**Texte de la page**.
------------------------
Si j’avais à soutenir que la France qui éclaira le monde de ses lumières a aujourd’hui le meilleur des régimes politiques, voici ce que je dirais :

Le Parlement ayant eu trop d’importance sous les Républiques précédentes, il était normal d’en faire un théâtre d’ombres sans importance dès que l’on connaît la majorité, au soir des élections.

Si les autres peuples d’Europe ont fait de leur roi ou de son descendant un simple arbitre, il était logique que nous, qui avons guillotiné le nôtre, nous le rétablissions dans toute sa majesté, en l’élisant nous-mêmes périodiquement.

Là où d’autres en sont venus à des Cours constitutionnelles, des autorités indépendantes, des médiations, nous préférons le choix d’un homme, qui décide selon son bon vouloir et choisit en toute objectivité les meilleurs dans son clan, pour ne faire aucun ombrage à sa souveraine volonté.

Autrefois, les Athéniens renoncèrent aux tyrans et inventèrent la démocratie en donnant la parole à chaque citoyen et en tirant au sort les magistrats. Ces naïfs se méfiaient des hommes indispensables qu’ils pouvaient écarter par l’ostracisme.

Nous, Français, avons considérablement amélioré tout cela : le cumul des mandats permet aux meilleurs de s’imposer en étant présents à tous les niveaux et le renouvellement illimité des fonctions fait de nos hommes politiques de vrais professionnels. Nous préférons l’élection, mais pour autant nous ne laissons rien au hasard : nous choisissons nos députés dans le cadre de circonscriptions finement découpées par un orfèvre, Charles Pasqua, selon un recensement qui date aujourd’hui de 25 ans. C’est un hasard curieux qui fait qu’il y a sept ou huit fois plus d’électeurs dans une circonscription populaire que dans celle des beaux quartiers. Point n’est besoin de crier à la discrimination : l’égalité règne au pays de Rousseau.

Ainsi à l’élection présidentielle on vit d’obscurs manants battre la campagne pour obtenir de cinq cent notables l’autorisation de faire un petit tour dans les médias pendant que le ministre d’Etat volait vers les Antilles dans l’aéronef de la République en lisant les derniers rapports des renseignements généraux.

Les autres européens ont eu la naïveté de renoncer à leurs chambres aristocratiques, mais nous, qui sommes d’authentiques révolutionnaires, avons su garder et conforter un Sénat coopté dans la classe politique selon des règles si justes que jamais il ne connu l’alternance depuis plus d’un siècle. Il a su préserver notre régime de toute modernisation intempestive et faire obstacle aux gouvernements de gauche qui auraient pu menacer les intérêts acquis des individus et des groupes les mieux pourvus.

La liberté de la presse règne absolument au pays de Voltaire, chacun est libre d’écrire, sans excès, dans des journaux confidentiels, mais le candidat du pouvoir est au mieux avec l’empereur du béton et le prince de l’armement qui possèdent les principaux médias. Les uns tiennent leur fortune des commandes de l’Etat et mettent à la disposition du premier leurs journalistes fidèles.
------------------------
Éléments du jeu de données
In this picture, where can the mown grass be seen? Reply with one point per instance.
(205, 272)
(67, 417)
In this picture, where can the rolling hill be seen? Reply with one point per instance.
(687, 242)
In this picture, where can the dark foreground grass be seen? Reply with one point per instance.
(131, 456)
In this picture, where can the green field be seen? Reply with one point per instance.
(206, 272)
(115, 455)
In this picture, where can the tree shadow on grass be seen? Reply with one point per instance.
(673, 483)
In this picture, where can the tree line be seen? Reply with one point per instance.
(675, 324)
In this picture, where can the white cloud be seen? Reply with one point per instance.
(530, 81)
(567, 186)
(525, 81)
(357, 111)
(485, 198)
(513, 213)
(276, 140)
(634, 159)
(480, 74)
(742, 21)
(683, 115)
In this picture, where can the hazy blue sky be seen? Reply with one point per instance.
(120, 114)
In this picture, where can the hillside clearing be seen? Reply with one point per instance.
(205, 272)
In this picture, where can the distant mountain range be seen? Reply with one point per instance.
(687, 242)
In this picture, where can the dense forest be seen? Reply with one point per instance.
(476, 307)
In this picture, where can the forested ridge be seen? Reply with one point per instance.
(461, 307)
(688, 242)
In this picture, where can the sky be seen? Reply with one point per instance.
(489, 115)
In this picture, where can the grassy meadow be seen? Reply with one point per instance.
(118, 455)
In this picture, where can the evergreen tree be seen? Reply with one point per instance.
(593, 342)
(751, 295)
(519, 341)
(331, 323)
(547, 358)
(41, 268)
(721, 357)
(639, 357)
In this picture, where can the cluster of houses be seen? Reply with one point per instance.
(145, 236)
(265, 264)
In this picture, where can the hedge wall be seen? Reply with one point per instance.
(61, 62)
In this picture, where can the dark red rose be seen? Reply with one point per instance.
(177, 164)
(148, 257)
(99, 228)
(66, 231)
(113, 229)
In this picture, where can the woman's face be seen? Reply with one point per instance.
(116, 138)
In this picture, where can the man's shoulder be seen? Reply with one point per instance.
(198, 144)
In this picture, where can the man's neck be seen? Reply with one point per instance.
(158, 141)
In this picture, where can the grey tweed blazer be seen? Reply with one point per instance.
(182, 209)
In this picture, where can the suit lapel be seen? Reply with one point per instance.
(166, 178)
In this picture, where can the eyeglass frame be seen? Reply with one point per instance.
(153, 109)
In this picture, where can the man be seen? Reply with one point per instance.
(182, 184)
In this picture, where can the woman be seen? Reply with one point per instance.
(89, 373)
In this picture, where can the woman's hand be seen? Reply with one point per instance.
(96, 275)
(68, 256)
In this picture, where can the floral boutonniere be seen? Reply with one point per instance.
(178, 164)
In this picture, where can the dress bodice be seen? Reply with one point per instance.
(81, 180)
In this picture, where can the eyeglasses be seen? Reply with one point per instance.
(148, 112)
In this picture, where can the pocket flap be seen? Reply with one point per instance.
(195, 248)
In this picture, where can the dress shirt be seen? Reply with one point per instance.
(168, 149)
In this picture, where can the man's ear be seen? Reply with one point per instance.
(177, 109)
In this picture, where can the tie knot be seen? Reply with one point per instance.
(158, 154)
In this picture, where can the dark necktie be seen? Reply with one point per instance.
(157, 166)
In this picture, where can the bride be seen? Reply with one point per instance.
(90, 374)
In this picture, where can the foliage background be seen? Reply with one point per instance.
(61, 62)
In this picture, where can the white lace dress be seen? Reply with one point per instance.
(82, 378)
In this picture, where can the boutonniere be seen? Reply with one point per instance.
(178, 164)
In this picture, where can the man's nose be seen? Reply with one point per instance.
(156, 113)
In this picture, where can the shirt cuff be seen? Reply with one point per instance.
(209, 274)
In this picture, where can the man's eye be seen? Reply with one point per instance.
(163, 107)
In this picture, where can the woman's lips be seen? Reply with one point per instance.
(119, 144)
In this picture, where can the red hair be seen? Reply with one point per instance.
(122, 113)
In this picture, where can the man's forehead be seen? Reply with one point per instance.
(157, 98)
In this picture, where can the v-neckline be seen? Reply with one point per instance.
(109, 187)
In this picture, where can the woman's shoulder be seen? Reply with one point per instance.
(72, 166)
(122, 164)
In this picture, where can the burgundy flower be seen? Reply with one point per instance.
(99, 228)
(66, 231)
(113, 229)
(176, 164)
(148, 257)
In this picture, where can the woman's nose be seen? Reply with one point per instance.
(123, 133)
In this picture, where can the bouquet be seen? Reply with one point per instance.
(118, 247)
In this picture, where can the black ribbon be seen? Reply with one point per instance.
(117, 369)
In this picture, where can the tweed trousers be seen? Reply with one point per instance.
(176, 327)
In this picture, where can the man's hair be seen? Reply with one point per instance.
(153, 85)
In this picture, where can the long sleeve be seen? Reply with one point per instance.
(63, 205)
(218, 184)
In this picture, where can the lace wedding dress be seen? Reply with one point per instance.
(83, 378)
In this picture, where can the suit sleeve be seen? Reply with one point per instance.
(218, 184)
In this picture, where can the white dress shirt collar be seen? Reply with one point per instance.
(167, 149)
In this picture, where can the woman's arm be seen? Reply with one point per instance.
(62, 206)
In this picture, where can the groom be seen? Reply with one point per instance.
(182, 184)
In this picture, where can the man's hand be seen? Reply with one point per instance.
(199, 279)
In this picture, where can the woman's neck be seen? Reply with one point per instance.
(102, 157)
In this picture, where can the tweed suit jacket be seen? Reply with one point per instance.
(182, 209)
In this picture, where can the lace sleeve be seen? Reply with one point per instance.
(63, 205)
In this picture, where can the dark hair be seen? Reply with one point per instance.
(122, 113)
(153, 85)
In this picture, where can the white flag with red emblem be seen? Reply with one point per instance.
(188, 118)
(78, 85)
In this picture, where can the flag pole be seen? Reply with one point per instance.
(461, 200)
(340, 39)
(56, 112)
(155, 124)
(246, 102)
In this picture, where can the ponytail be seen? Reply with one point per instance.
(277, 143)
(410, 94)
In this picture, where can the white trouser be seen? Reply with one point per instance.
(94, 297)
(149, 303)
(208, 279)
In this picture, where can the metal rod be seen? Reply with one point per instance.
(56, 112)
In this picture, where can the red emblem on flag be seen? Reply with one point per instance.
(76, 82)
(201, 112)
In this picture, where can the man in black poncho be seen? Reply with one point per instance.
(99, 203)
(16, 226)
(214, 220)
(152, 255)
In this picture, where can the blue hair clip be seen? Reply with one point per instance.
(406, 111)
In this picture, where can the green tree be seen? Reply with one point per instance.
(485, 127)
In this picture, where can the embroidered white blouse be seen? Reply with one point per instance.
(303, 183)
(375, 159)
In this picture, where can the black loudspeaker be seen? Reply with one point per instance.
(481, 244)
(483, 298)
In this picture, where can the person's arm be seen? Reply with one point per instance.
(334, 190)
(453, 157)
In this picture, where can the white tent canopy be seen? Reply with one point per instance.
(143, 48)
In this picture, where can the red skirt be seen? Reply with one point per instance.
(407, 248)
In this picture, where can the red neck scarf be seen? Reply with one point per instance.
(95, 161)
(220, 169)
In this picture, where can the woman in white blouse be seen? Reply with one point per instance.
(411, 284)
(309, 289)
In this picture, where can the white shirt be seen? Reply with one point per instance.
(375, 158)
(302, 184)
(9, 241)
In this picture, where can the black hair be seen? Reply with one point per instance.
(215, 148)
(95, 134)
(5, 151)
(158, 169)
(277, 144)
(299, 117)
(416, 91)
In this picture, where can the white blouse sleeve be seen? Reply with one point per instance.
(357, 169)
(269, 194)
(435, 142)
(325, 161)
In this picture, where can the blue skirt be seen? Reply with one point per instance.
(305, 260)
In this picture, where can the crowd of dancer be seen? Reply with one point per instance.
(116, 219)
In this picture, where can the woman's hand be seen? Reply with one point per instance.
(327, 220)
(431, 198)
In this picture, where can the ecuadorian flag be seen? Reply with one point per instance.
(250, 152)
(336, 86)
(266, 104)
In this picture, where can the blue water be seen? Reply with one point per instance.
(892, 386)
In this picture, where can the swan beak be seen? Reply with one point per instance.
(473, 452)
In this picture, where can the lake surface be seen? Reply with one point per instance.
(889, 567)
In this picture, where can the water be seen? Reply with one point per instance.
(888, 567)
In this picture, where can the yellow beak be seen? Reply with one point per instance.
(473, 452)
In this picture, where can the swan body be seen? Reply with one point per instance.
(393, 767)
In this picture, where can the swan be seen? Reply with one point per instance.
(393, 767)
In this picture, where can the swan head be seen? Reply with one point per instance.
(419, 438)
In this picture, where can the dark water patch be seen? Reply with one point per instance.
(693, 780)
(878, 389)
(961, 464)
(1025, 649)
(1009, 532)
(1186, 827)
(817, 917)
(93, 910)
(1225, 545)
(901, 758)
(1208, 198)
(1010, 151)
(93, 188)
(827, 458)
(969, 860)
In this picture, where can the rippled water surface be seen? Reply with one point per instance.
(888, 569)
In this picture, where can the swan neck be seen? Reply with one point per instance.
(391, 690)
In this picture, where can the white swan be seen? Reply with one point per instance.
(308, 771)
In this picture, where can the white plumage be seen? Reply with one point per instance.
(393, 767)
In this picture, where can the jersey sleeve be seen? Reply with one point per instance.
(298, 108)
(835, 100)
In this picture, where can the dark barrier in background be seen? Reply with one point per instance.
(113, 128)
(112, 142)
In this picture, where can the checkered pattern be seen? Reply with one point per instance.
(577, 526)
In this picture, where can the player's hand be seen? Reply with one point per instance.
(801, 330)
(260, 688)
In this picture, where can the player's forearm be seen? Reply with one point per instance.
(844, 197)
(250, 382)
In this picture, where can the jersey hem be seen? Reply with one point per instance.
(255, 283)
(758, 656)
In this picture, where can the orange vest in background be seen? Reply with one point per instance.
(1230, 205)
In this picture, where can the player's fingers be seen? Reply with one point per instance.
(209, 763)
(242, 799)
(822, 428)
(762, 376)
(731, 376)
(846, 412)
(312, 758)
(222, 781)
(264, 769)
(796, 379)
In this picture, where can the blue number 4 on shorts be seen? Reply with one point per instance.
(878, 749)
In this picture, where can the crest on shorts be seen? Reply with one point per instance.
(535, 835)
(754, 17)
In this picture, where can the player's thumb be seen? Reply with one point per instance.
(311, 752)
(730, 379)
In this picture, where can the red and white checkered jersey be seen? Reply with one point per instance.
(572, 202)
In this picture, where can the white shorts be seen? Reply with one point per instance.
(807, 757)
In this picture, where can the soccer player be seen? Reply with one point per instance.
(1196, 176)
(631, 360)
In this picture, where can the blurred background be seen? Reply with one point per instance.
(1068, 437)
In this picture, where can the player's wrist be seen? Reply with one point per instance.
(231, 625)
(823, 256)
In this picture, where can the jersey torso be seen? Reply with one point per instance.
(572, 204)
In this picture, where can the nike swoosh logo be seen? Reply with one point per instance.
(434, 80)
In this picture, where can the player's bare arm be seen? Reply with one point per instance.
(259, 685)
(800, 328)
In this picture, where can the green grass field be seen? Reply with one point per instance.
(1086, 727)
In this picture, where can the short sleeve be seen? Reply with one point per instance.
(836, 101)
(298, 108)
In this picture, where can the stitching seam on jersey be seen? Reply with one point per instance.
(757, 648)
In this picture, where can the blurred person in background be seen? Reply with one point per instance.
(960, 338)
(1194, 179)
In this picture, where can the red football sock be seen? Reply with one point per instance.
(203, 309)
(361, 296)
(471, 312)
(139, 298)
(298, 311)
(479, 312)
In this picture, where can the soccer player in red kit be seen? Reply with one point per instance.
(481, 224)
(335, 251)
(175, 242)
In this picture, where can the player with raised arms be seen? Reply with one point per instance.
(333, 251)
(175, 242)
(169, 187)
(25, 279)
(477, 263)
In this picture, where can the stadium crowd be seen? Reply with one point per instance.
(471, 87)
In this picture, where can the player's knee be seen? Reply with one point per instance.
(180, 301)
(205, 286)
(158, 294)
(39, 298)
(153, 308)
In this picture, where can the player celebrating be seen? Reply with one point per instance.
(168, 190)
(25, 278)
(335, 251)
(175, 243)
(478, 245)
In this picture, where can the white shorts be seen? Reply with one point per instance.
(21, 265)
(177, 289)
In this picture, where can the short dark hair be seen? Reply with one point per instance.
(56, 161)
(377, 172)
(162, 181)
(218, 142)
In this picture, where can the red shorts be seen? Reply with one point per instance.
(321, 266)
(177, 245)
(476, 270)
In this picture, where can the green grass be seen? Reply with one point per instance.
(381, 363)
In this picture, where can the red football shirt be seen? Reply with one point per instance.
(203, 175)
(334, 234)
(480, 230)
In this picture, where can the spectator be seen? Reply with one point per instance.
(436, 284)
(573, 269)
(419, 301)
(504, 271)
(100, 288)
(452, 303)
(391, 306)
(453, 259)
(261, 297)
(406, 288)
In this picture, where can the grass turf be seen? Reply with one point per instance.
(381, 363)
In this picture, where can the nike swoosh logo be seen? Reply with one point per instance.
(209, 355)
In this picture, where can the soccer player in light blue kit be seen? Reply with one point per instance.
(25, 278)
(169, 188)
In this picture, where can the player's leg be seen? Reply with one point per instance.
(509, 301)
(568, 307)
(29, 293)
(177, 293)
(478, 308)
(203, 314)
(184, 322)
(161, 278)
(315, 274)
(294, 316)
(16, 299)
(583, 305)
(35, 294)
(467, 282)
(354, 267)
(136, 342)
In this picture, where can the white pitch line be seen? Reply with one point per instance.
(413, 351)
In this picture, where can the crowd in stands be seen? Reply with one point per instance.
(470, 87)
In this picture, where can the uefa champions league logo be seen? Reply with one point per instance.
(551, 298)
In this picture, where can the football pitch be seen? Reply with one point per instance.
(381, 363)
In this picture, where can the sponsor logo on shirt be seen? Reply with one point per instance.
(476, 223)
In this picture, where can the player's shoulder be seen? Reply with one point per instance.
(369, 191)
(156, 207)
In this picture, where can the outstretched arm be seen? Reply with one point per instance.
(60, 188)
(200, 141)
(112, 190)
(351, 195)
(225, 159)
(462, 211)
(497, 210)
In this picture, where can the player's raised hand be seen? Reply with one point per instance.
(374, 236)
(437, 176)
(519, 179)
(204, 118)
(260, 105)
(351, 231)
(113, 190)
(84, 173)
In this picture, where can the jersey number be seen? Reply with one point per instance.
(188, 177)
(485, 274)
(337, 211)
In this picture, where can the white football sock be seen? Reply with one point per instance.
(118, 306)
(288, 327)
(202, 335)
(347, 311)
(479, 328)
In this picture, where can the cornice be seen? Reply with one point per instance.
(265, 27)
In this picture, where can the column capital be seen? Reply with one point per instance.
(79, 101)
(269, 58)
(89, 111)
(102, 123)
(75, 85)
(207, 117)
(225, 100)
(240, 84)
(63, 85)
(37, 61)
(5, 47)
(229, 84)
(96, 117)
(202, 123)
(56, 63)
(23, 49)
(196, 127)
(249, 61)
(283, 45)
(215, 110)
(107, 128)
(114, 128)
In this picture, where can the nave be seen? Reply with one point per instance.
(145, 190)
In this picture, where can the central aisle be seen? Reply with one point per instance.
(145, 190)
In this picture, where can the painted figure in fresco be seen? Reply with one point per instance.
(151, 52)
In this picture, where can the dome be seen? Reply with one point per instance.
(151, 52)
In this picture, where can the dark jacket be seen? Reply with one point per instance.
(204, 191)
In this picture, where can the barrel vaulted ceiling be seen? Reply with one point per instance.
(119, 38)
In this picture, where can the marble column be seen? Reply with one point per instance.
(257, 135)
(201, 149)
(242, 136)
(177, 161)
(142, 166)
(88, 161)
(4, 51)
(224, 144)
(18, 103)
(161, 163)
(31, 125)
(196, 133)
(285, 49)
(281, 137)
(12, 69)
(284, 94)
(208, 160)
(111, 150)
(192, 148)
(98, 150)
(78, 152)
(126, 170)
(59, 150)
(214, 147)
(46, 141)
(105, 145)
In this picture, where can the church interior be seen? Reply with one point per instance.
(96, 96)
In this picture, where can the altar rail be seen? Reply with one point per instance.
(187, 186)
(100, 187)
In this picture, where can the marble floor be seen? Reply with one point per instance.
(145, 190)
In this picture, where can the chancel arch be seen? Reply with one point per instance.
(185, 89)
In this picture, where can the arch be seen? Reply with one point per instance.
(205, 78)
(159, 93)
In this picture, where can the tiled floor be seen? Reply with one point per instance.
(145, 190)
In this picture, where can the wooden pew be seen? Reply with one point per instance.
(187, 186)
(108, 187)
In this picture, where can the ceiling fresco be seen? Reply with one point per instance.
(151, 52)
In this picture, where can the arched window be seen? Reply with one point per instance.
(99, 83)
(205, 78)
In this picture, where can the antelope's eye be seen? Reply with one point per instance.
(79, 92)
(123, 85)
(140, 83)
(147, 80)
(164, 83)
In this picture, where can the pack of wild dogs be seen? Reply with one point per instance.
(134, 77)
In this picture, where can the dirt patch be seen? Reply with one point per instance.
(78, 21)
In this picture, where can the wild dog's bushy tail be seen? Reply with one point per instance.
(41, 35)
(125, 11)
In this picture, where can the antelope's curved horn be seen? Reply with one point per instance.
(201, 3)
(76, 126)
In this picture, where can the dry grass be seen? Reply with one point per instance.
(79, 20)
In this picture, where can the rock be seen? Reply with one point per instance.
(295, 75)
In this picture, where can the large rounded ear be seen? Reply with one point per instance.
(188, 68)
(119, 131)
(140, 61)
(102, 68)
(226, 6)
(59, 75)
------------------------
D'après le texte sur le régime politique français, qui a découpé les circonscriptions des députés ? Ces lignes ne servent à rien ici.

**Résultat**.
Charles Pasqua.